Items:
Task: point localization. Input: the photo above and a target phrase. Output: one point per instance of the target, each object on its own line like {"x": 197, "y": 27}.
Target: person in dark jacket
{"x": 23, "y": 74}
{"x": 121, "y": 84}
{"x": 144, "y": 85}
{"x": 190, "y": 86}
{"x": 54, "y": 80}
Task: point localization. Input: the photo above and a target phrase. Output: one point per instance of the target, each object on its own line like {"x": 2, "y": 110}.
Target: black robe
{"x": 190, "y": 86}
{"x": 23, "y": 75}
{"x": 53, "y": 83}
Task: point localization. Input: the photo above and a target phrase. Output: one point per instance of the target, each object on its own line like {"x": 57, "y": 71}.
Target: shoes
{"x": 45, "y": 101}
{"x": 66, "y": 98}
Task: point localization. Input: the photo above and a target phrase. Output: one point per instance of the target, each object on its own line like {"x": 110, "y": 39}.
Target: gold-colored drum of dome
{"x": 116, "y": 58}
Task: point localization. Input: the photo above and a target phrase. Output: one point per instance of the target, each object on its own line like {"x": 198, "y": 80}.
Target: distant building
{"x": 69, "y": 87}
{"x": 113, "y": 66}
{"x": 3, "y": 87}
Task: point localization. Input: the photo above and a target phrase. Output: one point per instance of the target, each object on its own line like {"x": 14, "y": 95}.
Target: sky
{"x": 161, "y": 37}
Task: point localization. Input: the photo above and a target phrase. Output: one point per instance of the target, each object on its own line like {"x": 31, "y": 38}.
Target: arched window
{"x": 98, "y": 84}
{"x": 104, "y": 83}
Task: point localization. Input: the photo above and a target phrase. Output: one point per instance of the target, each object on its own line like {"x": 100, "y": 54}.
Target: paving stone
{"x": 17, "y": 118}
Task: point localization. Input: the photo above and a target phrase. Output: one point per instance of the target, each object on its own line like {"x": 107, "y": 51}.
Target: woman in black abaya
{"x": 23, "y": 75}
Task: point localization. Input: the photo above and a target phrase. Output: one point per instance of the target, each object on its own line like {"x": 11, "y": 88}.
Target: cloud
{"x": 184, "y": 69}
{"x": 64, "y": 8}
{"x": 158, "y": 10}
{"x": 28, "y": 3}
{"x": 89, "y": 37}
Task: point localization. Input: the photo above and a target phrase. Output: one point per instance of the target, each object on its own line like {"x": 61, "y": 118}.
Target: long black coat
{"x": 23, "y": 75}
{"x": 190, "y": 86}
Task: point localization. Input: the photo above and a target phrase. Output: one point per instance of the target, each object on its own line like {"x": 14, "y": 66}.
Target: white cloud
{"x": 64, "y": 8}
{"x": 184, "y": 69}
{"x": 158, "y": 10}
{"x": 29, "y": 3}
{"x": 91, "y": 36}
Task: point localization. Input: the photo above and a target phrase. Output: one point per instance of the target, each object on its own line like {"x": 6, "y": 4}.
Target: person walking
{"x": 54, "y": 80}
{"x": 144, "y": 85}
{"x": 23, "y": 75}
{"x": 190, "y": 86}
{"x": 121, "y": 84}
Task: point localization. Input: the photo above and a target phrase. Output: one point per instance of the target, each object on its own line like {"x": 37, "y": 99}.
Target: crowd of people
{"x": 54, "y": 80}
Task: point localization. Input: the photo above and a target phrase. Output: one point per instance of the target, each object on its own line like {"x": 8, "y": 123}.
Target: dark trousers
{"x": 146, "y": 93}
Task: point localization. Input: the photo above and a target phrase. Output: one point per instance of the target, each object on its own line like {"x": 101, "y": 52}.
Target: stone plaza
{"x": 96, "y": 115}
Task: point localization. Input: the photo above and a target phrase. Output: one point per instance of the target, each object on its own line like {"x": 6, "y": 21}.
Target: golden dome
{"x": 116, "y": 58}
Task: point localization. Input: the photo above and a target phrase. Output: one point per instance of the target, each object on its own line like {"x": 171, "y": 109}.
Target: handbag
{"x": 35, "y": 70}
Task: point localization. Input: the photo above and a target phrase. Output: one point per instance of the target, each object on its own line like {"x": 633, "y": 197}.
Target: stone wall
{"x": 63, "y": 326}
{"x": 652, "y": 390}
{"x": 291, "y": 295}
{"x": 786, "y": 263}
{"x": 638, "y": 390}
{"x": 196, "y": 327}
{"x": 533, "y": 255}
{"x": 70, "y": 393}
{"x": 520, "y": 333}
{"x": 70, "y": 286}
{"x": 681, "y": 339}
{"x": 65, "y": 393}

What is expected: Locate each line in the records above that contains the string "black" and copy those lines. Case counts.

Exercise output:
Target: black robe
Target: woman in black abaya
Target: long black coat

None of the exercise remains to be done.